Directions for this task: Reproduce every record precisely, leaving no line out.
*** Data provided Section Begins ***
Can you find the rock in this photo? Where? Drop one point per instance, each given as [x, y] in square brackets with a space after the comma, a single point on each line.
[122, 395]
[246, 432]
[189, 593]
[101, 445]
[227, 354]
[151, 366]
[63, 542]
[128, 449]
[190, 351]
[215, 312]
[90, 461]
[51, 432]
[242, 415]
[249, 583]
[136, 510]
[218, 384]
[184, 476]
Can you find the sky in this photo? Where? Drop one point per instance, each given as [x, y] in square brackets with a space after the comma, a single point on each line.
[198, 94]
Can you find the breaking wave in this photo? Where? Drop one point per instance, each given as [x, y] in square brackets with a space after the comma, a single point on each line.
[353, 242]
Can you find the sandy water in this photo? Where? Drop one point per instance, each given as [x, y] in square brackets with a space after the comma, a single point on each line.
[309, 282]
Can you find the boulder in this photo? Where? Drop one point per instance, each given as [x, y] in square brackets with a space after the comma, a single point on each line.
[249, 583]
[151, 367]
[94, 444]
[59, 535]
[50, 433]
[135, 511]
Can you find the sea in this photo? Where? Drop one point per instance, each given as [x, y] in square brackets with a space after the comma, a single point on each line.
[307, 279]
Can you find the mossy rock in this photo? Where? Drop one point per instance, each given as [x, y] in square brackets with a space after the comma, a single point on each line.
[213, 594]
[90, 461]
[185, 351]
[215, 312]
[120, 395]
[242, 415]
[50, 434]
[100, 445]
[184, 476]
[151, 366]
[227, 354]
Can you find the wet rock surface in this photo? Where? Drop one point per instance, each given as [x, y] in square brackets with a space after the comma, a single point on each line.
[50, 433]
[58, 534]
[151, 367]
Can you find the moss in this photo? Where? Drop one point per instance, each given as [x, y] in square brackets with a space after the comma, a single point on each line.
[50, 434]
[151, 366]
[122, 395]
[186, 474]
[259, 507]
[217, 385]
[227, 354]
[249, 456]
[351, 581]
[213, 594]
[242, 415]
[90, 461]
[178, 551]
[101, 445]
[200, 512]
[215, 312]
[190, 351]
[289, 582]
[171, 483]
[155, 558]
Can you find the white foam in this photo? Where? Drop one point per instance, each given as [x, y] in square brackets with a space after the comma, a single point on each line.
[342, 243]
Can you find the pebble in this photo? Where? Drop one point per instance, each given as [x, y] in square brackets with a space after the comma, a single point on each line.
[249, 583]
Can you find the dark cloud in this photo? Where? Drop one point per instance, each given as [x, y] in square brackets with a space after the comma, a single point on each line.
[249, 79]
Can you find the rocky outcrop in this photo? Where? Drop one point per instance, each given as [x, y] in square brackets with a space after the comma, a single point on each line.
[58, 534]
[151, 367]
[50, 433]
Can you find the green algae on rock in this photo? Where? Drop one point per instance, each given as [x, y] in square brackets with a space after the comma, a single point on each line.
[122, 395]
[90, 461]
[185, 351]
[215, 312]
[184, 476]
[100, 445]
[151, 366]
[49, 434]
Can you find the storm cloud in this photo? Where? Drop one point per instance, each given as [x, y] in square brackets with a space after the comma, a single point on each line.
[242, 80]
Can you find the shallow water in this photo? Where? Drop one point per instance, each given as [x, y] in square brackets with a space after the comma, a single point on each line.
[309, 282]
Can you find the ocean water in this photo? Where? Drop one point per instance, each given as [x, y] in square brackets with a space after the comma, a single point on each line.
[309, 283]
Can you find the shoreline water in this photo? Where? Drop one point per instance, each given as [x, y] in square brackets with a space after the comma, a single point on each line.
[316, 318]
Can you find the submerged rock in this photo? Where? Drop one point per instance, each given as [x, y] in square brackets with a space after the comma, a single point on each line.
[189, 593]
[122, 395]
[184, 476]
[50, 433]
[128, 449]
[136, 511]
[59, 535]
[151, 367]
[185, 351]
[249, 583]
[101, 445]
*** Data provided Section Ends ***
Answer below:
Can you find the rock in this photo? Where? Drop one point per instance, each given as [x, y] in square brackets with a space after the comma, a single point on each line.
[122, 395]
[246, 432]
[189, 593]
[101, 445]
[227, 354]
[151, 366]
[63, 542]
[128, 449]
[190, 351]
[215, 312]
[90, 461]
[51, 432]
[242, 415]
[249, 583]
[136, 510]
[218, 384]
[184, 476]
Can you find the sky in this photo? Where? Drop one point per instance, each given as [x, y] in square brackets with a space after the comma, a single point on each line.
[198, 94]
Can you find the breaking wave in this photo? Where? Drop one point per instance, each given as [x, y] in square brackets with a space after the comma, a single point on each line.
[353, 242]
Can you find the sandy water in this photo? Where? Drop one point per instance, each given as [x, y] in square brackets with a space after the comma, a single point on each line.
[309, 282]
Can you find the boulder in this photo? Where? Drop one point per instance, each given as [x, y] in square brackets with a space after the comma, a single point on each line.
[249, 583]
[151, 367]
[94, 444]
[59, 535]
[50, 433]
[135, 511]
Can you find the sea in this photo? Where? Drop one point per instance, each given as [x, y] in square brackets with a space after the comma, a single point on each line.
[307, 279]
Can you find the mossy rock in this photo? Where? Drop one point per instance, each given as [x, y] in square brackets with a space after the comma, a single point on each line.
[213, 594]
[90, 461]
[185, 351]
[215, 312]
[120, 395]
[242, 415]
[50, 434]
[100, 445]
[184, 476]
[151, 366]
[227, 354]
Can you find the wet rock surface in this photo? Where? Drop one point per instance, each given as [x, y] in square brackets with a space after the comma, a single point on each line.
[50, 433]
[58, 534]
[151, 367]
Can you find the moss in this photo? Where? Drop one point per instance, each given as [x, y] in square brackets with a space after the comma, a single point on each line.
[50, 434]
[151, 366]
[122, 395]
[186, 474]
[259, 507]
[217, 385]
[227, 354]
[249, 456]
[351, 581]
[213, 594]
[242, 415]
[90, 461]
[178, 551]
[101, 445]
[200, 512]
[215, 312]
[190, 351]
[289, 582]
[171, 483]
[155, 558]
Can you find the white foam in this photo? Where? Drop one point per instance, each given as [x, y] in square brackets with a space after the comma, a single point on each line.
[342, 243]
Can you find the pebble in this photo? Where? Drop one point per instance, each given as [x, y] in square brackets with a space after the comma, a single point on each line.
[249, 583]
Can you find the dark cloud in this photo? Where? Drop one point per instance, each given as [x, y] in square brackets with a space after the comma, a single point on each line.
[249, 79]
Can you find the rocky outcrop in this photo? Where? Drop one point per instance, each given as [x, y] in square brackets with a space after the comma, a single point on each line.
[58, 534]
[151, 367]
[50, 433]
Can you find the green algae on rock in this photo? Where? Drop one point per instance, each given as [x, y] in square brackets with a space after the comma, a single point on each line.
[122, 395]
[90, 461]
[185, 351]
[215, 312]
[184, 476]
[100, 445]
[151, 366]
[49, 434]
Can you find the storm cloud in this photo? Where? Drop one point per instance, each given as [x, y] in square brackets with a space after the comma, a single point on each line.
[242, 80]
Can you find the shallow water in this photo? Where? Drop one point per instance, each given as [x, y] in square brackets with a space after the comma, a single point on each line.
[309, 282]
Can you find the ocean water in this photo? Where? Drop one point per instance, each given as [x, y] in square brackets with a space after the comma, a single point on each line.
[309, 283]
Can you find the shoreline water in this photo? Where? Drop one point per instance, each given as [x, y] in square brackets with a space after the comma, a single point on each line.
[316, 318]
Can you find the submerged rock in this photo? Where? Drop one point per instance, each given as [x, y] in square brackets with a space after the comma, a single point on each line.
[189, 593]
[122, 395]
[184, 476]
[50, 433]
[128, 449]
[136, 511]
[59, 535]
[151, 367]
[185, 351]
[249, 583]
[101, 445]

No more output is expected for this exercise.